[Referring expression pointing data]

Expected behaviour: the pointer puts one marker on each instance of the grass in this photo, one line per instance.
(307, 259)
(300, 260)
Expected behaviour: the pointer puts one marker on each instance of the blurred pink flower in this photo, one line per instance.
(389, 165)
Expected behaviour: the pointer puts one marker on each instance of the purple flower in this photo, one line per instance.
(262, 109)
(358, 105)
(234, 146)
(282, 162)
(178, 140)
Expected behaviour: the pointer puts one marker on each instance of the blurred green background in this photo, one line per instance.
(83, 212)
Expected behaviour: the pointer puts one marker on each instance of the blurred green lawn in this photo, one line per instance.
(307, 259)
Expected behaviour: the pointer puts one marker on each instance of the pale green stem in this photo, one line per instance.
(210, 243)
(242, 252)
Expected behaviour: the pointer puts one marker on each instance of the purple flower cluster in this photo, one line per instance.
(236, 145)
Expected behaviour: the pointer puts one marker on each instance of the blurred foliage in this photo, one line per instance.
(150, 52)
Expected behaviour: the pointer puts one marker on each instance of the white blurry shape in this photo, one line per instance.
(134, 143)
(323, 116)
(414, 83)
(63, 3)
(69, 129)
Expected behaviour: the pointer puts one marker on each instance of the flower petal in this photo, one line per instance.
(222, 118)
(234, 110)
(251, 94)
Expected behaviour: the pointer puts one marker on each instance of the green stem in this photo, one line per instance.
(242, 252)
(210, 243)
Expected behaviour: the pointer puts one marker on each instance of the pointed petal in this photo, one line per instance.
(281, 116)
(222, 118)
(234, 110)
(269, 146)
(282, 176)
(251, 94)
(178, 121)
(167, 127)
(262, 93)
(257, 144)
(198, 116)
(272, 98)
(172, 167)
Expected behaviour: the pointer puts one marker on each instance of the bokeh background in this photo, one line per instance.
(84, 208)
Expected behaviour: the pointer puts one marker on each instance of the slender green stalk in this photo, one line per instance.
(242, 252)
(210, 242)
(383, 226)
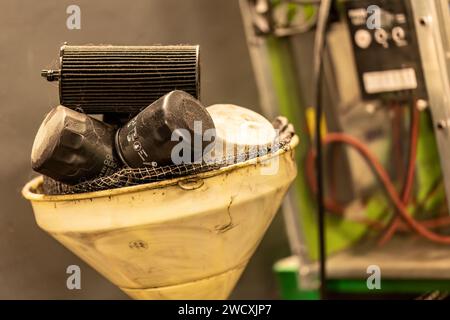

# What to produce
Keep every word of the records exact as you write them out, but drop the pictures.

# Your solution
Expected behaviour: the pointer puts one marker on each instance of the grass in this photo, one line per instance.
(307, 259)
(300, 260)
Expected behaviour: the pointer puts one marker on each instance of the blurred pink flower in this photo, one line per instance.
(389, 165)
Expected behaviour: the pointer puts one marker on each instance of the purple flower in this photo, one line per instance.
(262, 109)
(358, 105)
(234, 146)
(282, 162)
(178, 140)
Expected behaviour: the pointer puts one marker on each instance of the blurred green background in this photo, one line per instance.
(83, 212)
Expected behaviour: the pointer puts one marker on each instance of the blurred green lawn in this photo, one line per instance.
(307, 259)
Expected behaviour: the pointer puts one marker on each instance of the pale green stem in this photo, one line per instance.
(210, 243)
(242, 252)
Expected behaviour: the pointer puts one marker on each instance of the purple flower cluster in this photo, one line per instance.
(236, 145)
Expected behaviour: the pointer puts one marker on each instance of the blurred foliage in this photo, one line per instance.
(150, 52)
Expected behaviour: the pointer puts one marker on each instance of the white blurry shape in this photo, one line per instance.
(134, 143)
(323, 116)
(414, 83)
(63, 3)
(69, 129)
Expected behaviour: the pointer puts one marker on each instance of the flower petal in this photo, one line per instance.
(222, 118)
(234, 110)
(251, 94)
Expected behaviour: the pointer puts one marker on each instance of the green stem in this photo, one line per instance.
(242, 252)
(210, 243)
Expected behaviour: the pointer puts one marker on each instance of the pointed petal in this photo, one line per instance.
(281, 116)
(222, 118)
(234, 110)
(269, 146)
(282, 176)
(251, 94)
(178, 121)
(167, 127)
(262, 93)
(257, 144)
(198, 116)
(272, 98)
(172, 167)
Expected behaviour: the pointer puts one marker on each instance of the bokeh background in this photo, one line per instance.
(84, 208)
Expected behaviour: the pointer puts one marker on each instance of the slender green stalk in this photo, one line per instance.
(242, 252)
(210, 242)
(383, 226)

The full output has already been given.